>>>>

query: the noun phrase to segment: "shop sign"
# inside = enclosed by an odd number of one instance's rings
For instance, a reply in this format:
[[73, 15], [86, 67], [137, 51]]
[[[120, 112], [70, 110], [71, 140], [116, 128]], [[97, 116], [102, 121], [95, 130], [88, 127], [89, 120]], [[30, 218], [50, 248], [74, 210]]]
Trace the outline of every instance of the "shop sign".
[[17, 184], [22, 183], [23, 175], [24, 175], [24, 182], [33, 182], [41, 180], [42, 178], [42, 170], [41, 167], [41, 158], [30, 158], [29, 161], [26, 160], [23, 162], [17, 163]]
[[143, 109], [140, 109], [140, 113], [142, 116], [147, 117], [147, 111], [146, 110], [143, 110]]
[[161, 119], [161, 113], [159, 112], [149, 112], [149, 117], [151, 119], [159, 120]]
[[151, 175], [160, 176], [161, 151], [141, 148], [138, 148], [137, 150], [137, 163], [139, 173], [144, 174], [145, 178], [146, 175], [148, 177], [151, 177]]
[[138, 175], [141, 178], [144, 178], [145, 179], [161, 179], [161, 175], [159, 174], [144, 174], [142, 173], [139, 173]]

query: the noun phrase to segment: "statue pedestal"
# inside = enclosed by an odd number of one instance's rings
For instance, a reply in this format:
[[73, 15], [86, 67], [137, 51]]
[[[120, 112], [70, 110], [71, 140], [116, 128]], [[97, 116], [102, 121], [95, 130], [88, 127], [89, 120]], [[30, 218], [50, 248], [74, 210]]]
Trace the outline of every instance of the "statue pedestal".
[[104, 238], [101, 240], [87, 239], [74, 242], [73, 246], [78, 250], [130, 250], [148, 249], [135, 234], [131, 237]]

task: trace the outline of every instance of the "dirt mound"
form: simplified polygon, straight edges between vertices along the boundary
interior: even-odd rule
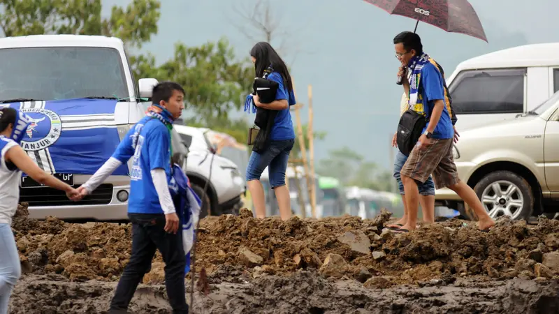
[[[17,213],[12,229],[24,273],[61,274],[72,281],[116,280],[130,257],[129,225],[29,219],[26,204]]]
[[[559,221],[537,225],[501,218],[488,232],[451,219],[397,234],[384,229],[390,214],[320,220],[259,220],[244,211],[203,223],[198,258],[211,274],[219,265],[254,275],[314,268],[326,277],[354,278],[370,287],[451,283],[457,276],[551,278],[559,274]],[[219,277],[219,276],[218,276]]]
[[[59,274],[72,281],[116,281],[130,257],[129,225],[65,223],[29,219],[18,208],[13,228],[26,273]],[[559,274],[559,221],[540,218],[537,225],[500,219],[488,232],[451,219],[397,234],[384,229],[391,214],[373,220],[345,216],[288,221],[256,219],[244,209],[202,220],[196,271],[210,283],[242,276],[316,269],[325,278],[355,279],[365,287],[449,283],[458,277],[484,280],[551,278]],[[157,256],[145,283],[164,280]]]
[[[24,276],[10,299],[14,314],[106,313],[116,283],[68,283],[60,275]],[[162,285],[140,285],[129,308],[138,314],[170,313]],[[559,312],[559,282],[516,278],[480,283],[459,278],[452,285],[391,289],[364,287],[355,281],[332,281],[314,271],[263,275],[213,285],[195,292],[193,313],[544,314]]]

<<<<

- **Directions**:
Exactly as they appear, repeat the lines from the one containing "task: trace the" through the last line of the entries, counting both ends. Pictures stay out.

- **Problem solution**:
task: trace the outline of every instance of the "dirt mound"
form: simplified polygon, straight edges between vertices along the boundary
interior: even-odd rule
[[[17,213],[12,229],[24,273],[61,274],[72,281],[116,280],[130,257],[129,225],[29,219],[26,204]]]
[[[559,221],[537,225],[501,218],[488,232],[451,219],[397,234],[384,229],[390,214],[320,220],[259,220],[244,211],[203,223],[198,258],[211,274],[219,265],[254,275],[314,268],[326,277],[354,278],[370,287],[451,283],[457,276],[551,278],[559,274]],[[219,277],[219,276],[218,276]]]
[[[59,274],[72,281],[116,281],[130,257],[129,225],[65,223],[29,219],[18,208],[13,228],[26,273]],[[559,274],[559,221],[540,218],[537,225],[500,219],[488,232],[451,219],[397,234],[384,229],[391,214],[373,220],[345,216],[288,221],[256,219],[244,209],[202,220],[196,271],[210,283],[242,276],[316,269],[325,278],[355,279],[365,287],[449,283],[458,277],[484,280],[551,278]],[[157,256],[145,283],[164,280]]]
[[[24,276],[10,299],[14,314],[106,313],[116,283],[68,283],[60,275]],[[162,285],[140,285],[129,308],[138,314],[170,313]],[[559,312],[559,282],[516,278],[480,283],[459,278],[452,285],[391,289],[364,287],[355,281],[332,281],[314,271],[263,275],[213,285],[195,292],[193,313],[544,314]]]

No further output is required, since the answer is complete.